▶ _Exercise_: Each line of the material must reappear unchanged in the answer.
□ □ □ □ □ □ □
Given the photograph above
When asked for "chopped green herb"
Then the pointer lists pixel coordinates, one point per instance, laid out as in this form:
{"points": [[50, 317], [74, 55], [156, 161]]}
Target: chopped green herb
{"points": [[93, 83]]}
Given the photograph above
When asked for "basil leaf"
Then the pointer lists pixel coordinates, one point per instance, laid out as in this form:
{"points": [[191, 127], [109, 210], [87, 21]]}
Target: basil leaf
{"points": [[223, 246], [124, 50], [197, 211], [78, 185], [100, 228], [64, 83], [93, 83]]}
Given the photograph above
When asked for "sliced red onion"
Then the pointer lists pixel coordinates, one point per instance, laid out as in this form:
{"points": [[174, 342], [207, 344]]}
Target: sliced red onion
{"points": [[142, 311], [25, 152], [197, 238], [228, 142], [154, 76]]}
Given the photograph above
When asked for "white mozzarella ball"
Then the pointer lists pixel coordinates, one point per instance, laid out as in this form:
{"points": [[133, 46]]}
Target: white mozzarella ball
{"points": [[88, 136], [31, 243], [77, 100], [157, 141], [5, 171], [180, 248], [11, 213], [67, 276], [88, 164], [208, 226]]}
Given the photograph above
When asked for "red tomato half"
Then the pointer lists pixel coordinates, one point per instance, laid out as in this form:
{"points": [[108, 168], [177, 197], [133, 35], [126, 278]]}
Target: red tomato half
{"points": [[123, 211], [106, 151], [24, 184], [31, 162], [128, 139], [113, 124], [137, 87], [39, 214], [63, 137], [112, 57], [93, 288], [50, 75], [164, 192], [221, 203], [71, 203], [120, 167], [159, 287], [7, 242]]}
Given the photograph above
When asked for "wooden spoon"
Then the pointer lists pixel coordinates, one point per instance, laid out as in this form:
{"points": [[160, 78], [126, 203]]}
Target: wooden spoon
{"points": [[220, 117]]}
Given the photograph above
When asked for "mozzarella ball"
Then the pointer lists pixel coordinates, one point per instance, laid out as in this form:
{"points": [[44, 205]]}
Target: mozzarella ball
□ □ □ □ □ □ □
▶ _Exercise response_:
Given the photograph above
When asked for "chopped green herb"
Then the pointer lists pixel coordinates, one point per instance, laid out as in this form:
{"points": [[50, 317], [74, 55], [156, 161]]}
Target: chopped green herb
{"points": [[93, 83]]}
Given the photograph above
When asked for "basil leaf"
Then the pointer lists pixel coordinates, one point per instance, laid out as in this form:
{"points": [[191, 127], [109, 210], [87, 21]]}
Target: basil leaf
{"points": [[223, 246], [124, 50], [197, 211], [78, 185], [100, 228], [64, 83], [93, 83]]}
Given the photograph above
When asked for "sliced red onion"
Then the pointer lists pixel coordinates, one point per instance, laid out as in this form:
{"points": [[174, 342], [207, 344]]}
Target: sliced red onion
{"points": [[142, 311], [25, 152], [197, 238], [228, 142], [154, 76]]}
Given the photograph above
When asked for "white mozzarella ball"
Then the pointer lists pixel coordinates, one point per instance, laid out as in this form:
{"points": [[133, 46]]}
Target: white mozzarella ball
{"points": [[88, 136], [31, 243], [77, 100], [157, 141], [5, 171], [180, 248], [11, 213], [67, 276], [88, 164], [208, 226]]}
Given the photograph above
When asked for "red tomato half"
Then the pointer lists pixel coordinates, one point per instance, laid out as in this form:
{"points": [[108, 168], [177, 197], [133, 35], [126, 278]]}
Target: red tomato half
{"points": [[123, 211], [106, 151], [24, 184], [31, 162], [128, 139], [113, 124], [137, 87], [39, 214], [63, 137], [112, 57], [93, 288], [50, 75], [164, 192], [221, 203], [71, 203], [120, 167], [159, 287], [7, 242]]}
Given the photograph above
When asked for "wooden spoon"
Then the pointer lists pixel coordinates, one point per instance, laid out as in this form:
{"points": [[160, 78], [126, 203]]}
Target: wooden spoon
{"points": [[220, 117]]}
Given the photograph above
When asked for "mozzarella ball"
Then the pointer lists pixel coordinates, one point per instance, laid out as in this form:
{"points": [[44, 205]]}
Target: mozzarella ball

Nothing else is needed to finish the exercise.